**** Information shown ****

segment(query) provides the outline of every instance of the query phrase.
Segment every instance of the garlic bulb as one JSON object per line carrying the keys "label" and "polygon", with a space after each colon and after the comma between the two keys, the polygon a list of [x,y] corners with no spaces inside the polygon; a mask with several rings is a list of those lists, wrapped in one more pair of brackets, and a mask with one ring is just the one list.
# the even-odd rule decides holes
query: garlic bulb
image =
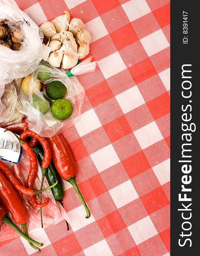
{"label": "garlic bulb", "polygon": [[80,56],[78,58],[81,60],[89,54],[90,51],[89,44],[84,44],[81,41],[78,41],[78,44],[79,44],[79,46],[78,47],[77,52],[82,54],[82,55]]}
{"label": "garlic bulb", "polygon": [[68,31],[72,32],[75,36],[79,29],[85,29],[84,23],[80,19],[73,18],[69,23]]}
{"label": "garlic bulb", "polygon": [[49,57],[48,62],[53,67],[59,67],[63,58],[63,46],[59,50],[51,52]]}
{"label": "garlic bulb", "polygon": [[86,29],[79,29],[75,37],[77,43],[78,41],[81,41],[84,44],[89,44],[91,41],[90,34]]}
{"label": "garlic bulb", "polygon": [[50,47],[51,48],[51,52],[54,52],[60,49],[61,47],[61,44],[59,41],[53,40],[49,43],[49,47]]}
{"label": "garlic bulb", "polygon": [[51,20],[57,33],[61,32],[62,29],[67,30],[68,29],[68,24],[69,22],[70,15],[69,12],[65,12],[65,14],[61,15]]}
{"label": "garlic bulb", "polygon": [[56,29],[53,24],[50,21],[46,21],[40,26],[40,29],[44,35],[48,38],[56,34]]}

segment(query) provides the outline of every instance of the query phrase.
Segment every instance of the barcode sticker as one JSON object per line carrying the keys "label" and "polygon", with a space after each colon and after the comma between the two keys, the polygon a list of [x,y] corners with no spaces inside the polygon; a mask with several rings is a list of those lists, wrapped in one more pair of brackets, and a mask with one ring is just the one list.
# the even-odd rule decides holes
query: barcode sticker
{"label": "barcode sticker", "polygon": [[43,32],[40,29],[39,29],[39,35],[42,43],[43,42],[43,40],[44,40],[44,34],[43,34]]}
{"label": "barcode sticker", "polygon": [[0,128],[0,159],[18,163],[22,154],[20,142],[14,134],[6,131]]}

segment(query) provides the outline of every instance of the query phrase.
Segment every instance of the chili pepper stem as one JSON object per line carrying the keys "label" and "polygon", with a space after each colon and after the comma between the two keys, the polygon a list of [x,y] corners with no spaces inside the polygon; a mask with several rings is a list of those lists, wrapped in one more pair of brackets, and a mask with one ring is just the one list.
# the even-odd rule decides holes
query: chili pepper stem
{"label": "chili pepper stem", "polygon": [[29,242],[31,243],[32,243],[33,244],[34,244],[37,245],[38,246],[43,246],[43,244],[42,243],[39,243],[39,242],[37,242],[35,240],[34,240],[32,239],[31,239],[29,236],[24,234],[23,232],[17,227],[16,225],[15,225],[14,223],[12,222],[12,221],[10,220],[8,216],[6,215],[2,219],[2,221],[3,221],[5,223],[6,223],[8,225],[9,225],[11,227],[12,227],[13,229],[14,229],[21,236],[23,237],[25,239],[27,240]]}
{"label": "chili pepper stem", "polygon": [[[60,199],[60,200],[57,200],[57,201],[59,202],[64,208],[64,206],[63,204],[63,199]],[[64,209],[65,208],[64,208]],[[69,224],[68,223],[68,222],[66,220],[65,220],[65,222],[66,222],[66,224],[67,225],[67,230],[68,231],[69,231]]]}
{"label": "chili pepper stem", "polygon": [[[22,224],[22,225],[21,225],[21,226],[23,228],[23,231],[24,231],[25,235],[27,236],[29,236],[29,233],[28,233],[28,230],[26,227],[26,223],[25,223],[25,224]],[[29,241],[29,244],[32,248],[35,249],[35,250],[37,250],[38,253],[40,252],[40,249],[39,248],[37,247],[37,246],[35,246],[34,244],[33,244],[32,243],[31,243],[31,242]]]}
{"label": "chili pepper stem", "polygon": [[67,181],[69,182],[69,183],[73,186],[75,190],[76,190],[76,192],[78,194],[79,198],[80,198],[81,202],[82,202],[83,206],[85,207],[85,209],[86,209],[87,216],[86,217],[86,218],[88,218],[90,217],[90,212],[89,210],[89,209],[88,207],[88,206],[86,204],[86,201],[84,200],[83,197],[81,194],[78,186],[77,185],[76,180],[75,180],[76,175],[73,176],[72,177],[69,178],[67,180]]}
{"label": "chili pepper stem", "polygon": [[34,191],[33,191],[34,195],[37,195],[38,194],[40,194],[40,193],[42,193],[42,192],[43,192],[44,191],[45,191],[46,190],[47,190],[48,189],[51,189],[51,188],[54,187],[54,186],[55,186],[57,184],[57,180],[56,180],[56,182],[53,185],[51,185],[51,186],[50,186],[48,187],[47,187],[46,188],[43,189],[40,189],[38,190],[34,190]]}
{"label": "chili pepper stem", "polygon": [[[42,168],[42,172],[43,172],[43,175],[42,175],[42,179],[41,180],[41,186],[40,186],[41,189],[43,189],[43,183],[44,182],[44,176],[45,175],[45,174],[44,175],[43,174],[43,168]],[[45,173],[46,173],[46,172],[45,172]],[[40,204],[42,203],[42,192],[41,192],[40,194]],[[42,228],[43,228],[43,212],[42,212],[42,210],[41,208],[40,208],[40,213],[41,226],[42,227]]]}

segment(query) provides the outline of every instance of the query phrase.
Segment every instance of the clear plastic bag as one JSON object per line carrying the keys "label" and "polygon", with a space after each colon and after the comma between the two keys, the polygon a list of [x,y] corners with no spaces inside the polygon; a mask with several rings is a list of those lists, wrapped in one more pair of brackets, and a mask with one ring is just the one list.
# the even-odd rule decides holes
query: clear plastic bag
{"label": "clear plastic bag", "polygon": [[[51,137],[74,125],[74,118],[78,116],[81,113],[85,90],[76,76],[68,77],[64,70],[53,67],[46,67],[42,63],[39,64],[34,73],[32,74],[32,79],[30,82],[32,87],[30,90],[29,88],[31,87],[28,87],[29,90],[28,95],[26,95],[21,90],[20,101],[23,109],[20,112],[27,116],[26,121],[29,123],[30,129],[43,137]],[[67,88],[67,93],[64,99],[71,102],[73,109],[72,115],[68,119],[63,121],[56,119],[53,116],[50,107],[46,113],[43,112],[41,110],[39,111],[35,107],[35,105],[38,104],[40,106],[41,105],[46,104],[46,101],[43,97],[44,96],[47,96],[45,90],[40,91],[37,85],[35,78],[38,76],[38,72],[40,73],[40,75],[42,73],[44,79],[43,81],[46,84],[59,81]],[[34,96],[32,94],[34,94]],[[37,97],[37,99],[38,99],[37,100],[35,100],[35,95]]]}
{"label": "clear plastic bag", "polygon": [[16,88],[13,82],[0,85],[0,126],[20,122],[23,114]]}
{"label": "clear plastic bag", "polygon": [[32,72],[42,59],[43,39],[38,27],[13,0],[0,0],[0,21],[20,30],[24,38],[18,51],[0,44],[0,87]]}
{"label": "clear plastic bag", "polygon": [[[14,165],[13,163],[7,162],[4,162],[4,163],[13,170],[12,166]],[[29,157],[24,151],[23,151],[21,161],[19,164],[20,166],[20,172],[19,174],[17,174],[17,177],[20,180],[24,185],[26,186],[26,181],[30,168],[30,162]],[[41,167],[38,163],[38,171],[35,180],[34,188],[34,189],[40,189],[41,174]],[[47,180],[45,177],[43,187],[48,186]],[[40,208],[35,208],[33,206],[29,197],[22,195],[21,194],[20,197],[28,212],[29,220],[27,222],[27,228],[29,233],[41,228]],[[67,221],[67,213],[60,203],[55,200],[51,189],[43,192],[43,201],[47,197],[49,198],[49,202],[46,206],[42,208],[43,227],[46,228],[51,225],[56,224],[63,220],[66,220]],[[39,199],[37,200],[38,202],[39,201]],[[10,214],[9,213],[8,214],[12,222],[14,223]],[[17,224],[16,223],[15,224]],[[0,241],[13,239],[19,236],[18,233],[14,232],[13,229],[7,224],[1,223],[0,225]],[[20,225],[17,224],[17,225],[20,228]],[[67,228],[66,227],[66,228]]]}

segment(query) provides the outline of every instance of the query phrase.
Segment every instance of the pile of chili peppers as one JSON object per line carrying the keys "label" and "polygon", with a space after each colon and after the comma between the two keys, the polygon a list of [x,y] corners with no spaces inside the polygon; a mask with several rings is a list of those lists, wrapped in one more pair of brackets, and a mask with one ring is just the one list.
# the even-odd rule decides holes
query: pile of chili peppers
{"label": "pile of chili peppers", "polygon": [[[42,246],[43,244],[29,236],[26,227],[28,214],[17,192],[29,196],[33,205],[40,208],[41,227],[43,227],[42,209],[48,204],[49,199],[47,198],[45,202],[42,203],[42,192],[51,189],[55,199],[63,206],[64,192],[62,178],[74,188],[86,209],[86,218],[89,218],[90,211],[76,182],[76,164],[68,145],[60,134],[50,138],[43,138],[29,129],[26,119],[23,119],[20,124],[2,128],[6,129],[5,132],[14,133],[18,138],[23,150],[29,157],[30,170],[27,187],[25,187],[18,178],[17,174],[23,171],[20,170],[19,165],[14,165],[13,173],[3,161],[0,161],[0,221],[11,227],[27,240],[32,247],[40,252],[40,250],[37,246]],[[19,137],[16,134],[20,135]],[[34,190],[37,160],[42,167],[41,187],[40,190]],[[49,186],[43,188],[45,177]],[[37,202],[36,197],[36,195],[39,194],[40,202]],[[11,221],[7,215],[7,211],[10,213],[14,222],[22,226],[24,233]],[[69,230],[68,224],[66,223]]]}

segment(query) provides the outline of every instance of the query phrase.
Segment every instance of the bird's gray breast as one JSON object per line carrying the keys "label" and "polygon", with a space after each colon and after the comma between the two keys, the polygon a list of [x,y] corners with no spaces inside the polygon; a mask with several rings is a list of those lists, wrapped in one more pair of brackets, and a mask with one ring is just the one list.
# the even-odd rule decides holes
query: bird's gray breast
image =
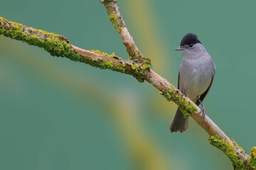
{"label": "bird's gray breast", "polygon": [[210,57],[197,59],[183,58],[180,67],[179,89],[193,101],[210,84],[215,66]]}

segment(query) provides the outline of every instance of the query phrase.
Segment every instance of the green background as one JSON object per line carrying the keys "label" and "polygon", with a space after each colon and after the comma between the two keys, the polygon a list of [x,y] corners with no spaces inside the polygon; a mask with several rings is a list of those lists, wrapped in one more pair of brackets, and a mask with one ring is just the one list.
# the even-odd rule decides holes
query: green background
{"label": "green background", "polygon": [[[174,50],[196,33],[216,64],[206,114],[247,153],[256,144],[255,1],[117,1],[154,69],[174,85]],[[127,58],[97,0],[2,1],[0,16],[85,49]],[[233,169],[193,120],[171,133],[176,106],[148,83],[0,36],[1,169]]]}

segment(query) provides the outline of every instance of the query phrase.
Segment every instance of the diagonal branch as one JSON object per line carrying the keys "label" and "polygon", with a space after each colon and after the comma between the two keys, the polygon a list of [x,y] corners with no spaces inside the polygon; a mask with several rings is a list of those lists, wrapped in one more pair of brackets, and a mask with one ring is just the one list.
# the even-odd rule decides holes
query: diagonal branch
{"label": "diagonal branch", "polygon": [[[102,69],[111,69],[134,76],[139,81],[146,80],[159,90],[168,101],[176,103],[185,115],[191,115],[211,136],[210,142],[220,149],[230,159],[234,167],[251,167],[255,157],[250,157],[230,139],[209,117],[201,118],[200,108],[166,79],[150,68],[150,60],[143,57],[125,26],[115,0],[100,0],[108,13],[110,21],[119,33],[130,56],[123,60],[114,53],[107,55],[99,50],[86,50],[71,45],[65,37],[23,26],[0,17],[0,35],[43,48],[53,56],[63,57]],[[228,149],[227,149],[228,148]],[[228,152],[227,152],[228,150]],[[248,163],[249,158],[250,162]]]}

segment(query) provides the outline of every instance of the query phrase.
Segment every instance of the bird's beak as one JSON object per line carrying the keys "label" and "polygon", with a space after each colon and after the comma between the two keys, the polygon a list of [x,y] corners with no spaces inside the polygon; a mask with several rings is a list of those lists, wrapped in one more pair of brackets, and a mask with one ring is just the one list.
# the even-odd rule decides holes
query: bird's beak
{"label": "bird's beak", "polygon": [[176,49],[175,49],[175,50],[176,50],[176,51],[183,51],[184,50],[185,50],[185,48],[183,46],[178,47]]}

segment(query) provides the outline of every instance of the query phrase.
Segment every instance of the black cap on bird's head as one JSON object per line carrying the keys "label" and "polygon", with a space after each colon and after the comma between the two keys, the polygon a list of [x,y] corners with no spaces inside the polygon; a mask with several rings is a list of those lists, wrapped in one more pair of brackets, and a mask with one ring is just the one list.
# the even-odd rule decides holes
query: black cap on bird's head
{"label": "black cap on bird's head", "polygon": [[186,34],[181,40],[180,47],[176,50],[184,50],[184,46],[187,45],[189,47],[193,47],[196,43],[201,43],[201,41],[198,40],[197,35],[193,33]]}

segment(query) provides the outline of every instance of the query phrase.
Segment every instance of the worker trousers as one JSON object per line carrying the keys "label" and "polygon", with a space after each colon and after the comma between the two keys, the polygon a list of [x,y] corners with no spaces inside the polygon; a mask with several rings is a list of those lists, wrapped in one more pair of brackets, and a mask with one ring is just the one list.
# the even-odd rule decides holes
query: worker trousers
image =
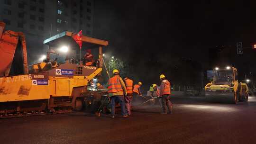
{"label": "worker trousers", "polygon": [[163,95],[162,96],[162,99],[161,99],[163,106],[163,113],[167,113],[167,108],[169,112],[172,113],[173,104],[171,102],[171,100],[170,100],[170,95]]}
{"label": "worker trousers", "polygon": [[125,112],[125,106],[124,102],[124,95],[113,96],[110,97],[111,99],[111,114],[112,116],[115,116],[116,111],[116,102],[119,103],[121,105],[121,110],[122,115],[126,115]]}
{"label": "worker trousers", "polygon": [[139,99],[139,97],[140,97],[139,95],[136,92],[134,92],[133,94],[133,99],[134,99],[135,102],[137,102]]}
{"label": "worker trousers", "polygon": [[132,100],[132,94],[127,94],[127,96],[125,96],[125,110],[126,114],[131,115],[131,104]]}

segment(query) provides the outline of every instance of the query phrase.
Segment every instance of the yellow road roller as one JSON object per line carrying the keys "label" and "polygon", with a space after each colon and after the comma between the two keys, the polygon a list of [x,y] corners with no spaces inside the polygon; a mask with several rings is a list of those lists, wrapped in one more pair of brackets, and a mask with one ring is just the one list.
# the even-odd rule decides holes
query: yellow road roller
{"label": "yellow road roller", "polygon": [[238,82],[236,68],[231,66],[216,67],[213,72],[212,81],[204,88],[207,100],[235,104],[248,101],[248,86],[246,83]]}

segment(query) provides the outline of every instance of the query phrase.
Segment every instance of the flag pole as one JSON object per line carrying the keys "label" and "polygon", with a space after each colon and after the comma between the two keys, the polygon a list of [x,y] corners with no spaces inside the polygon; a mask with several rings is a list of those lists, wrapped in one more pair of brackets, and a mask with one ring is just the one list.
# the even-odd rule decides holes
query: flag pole
{"label": "flag pole", "polygon": [[80,47],[80,61],[81,61],[81,47]]}

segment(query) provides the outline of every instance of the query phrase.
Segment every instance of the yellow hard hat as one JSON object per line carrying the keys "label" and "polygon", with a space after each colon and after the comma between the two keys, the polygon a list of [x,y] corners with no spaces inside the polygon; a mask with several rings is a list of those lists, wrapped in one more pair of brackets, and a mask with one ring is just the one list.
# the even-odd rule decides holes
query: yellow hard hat
{"label": "yellow hard hat", "polygon": [[115,69],[115,70],[113,70],[113,74],[114,74],[114,73],[115,73],[116,72],[119,73],[119,71],[117,69]]}
{"label": "yellow hard hat", "polygon": [[160,79],[164,79],[164,78],[165,78],[165,76],[164,74],[160,75]]}

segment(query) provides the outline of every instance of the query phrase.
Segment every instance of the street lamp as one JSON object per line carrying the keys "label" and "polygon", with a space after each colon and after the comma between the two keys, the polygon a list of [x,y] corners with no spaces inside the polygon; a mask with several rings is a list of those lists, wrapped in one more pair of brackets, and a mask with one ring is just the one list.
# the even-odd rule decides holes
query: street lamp
{"label": "street lamp", "polygon": [[43,55],[39,59],[39,60],[40,61],[43,61],[44,59],[46,59],[46,56],[45,55]]}
{"label": "street lamp", "polygon": [[68,51],[68,47],[66,46],[63,46],[59,50],[61,52],[66,53]]}
{"label": "street lamp", "polygon": [[109,60],[109,71],[110,71],[110,60],[111,60],[111,62],[114,62],[113,59],[114,59],[115,57],[114,57],[114,56],[112,56],[111,57],[111,60],[110,60],[110,59]]}

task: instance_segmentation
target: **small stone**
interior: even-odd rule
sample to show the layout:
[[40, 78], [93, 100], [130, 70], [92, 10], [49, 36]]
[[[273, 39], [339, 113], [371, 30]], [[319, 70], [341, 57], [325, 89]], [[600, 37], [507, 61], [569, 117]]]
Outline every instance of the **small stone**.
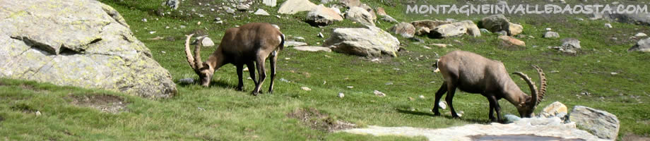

****

▶ [Your objective] Please set down, unchanged, the lines between the one holding "task: instance_segmentation" and the one holding "61], [569, 117]]]", inclusive.

▶ [Reply to the task]
task: instance_segmentation
target: **small stone**
interior: even-odd rule
sample to show the layout:
[[40, 78], [93, 100], [130, 70], [92, 10], [49, 36]]
[[[273, 39], [339, 113], [371, 30]], [[319, 70], [341, 57], [325, 89]], [[600, 37], [507, 61], [569, 117]]]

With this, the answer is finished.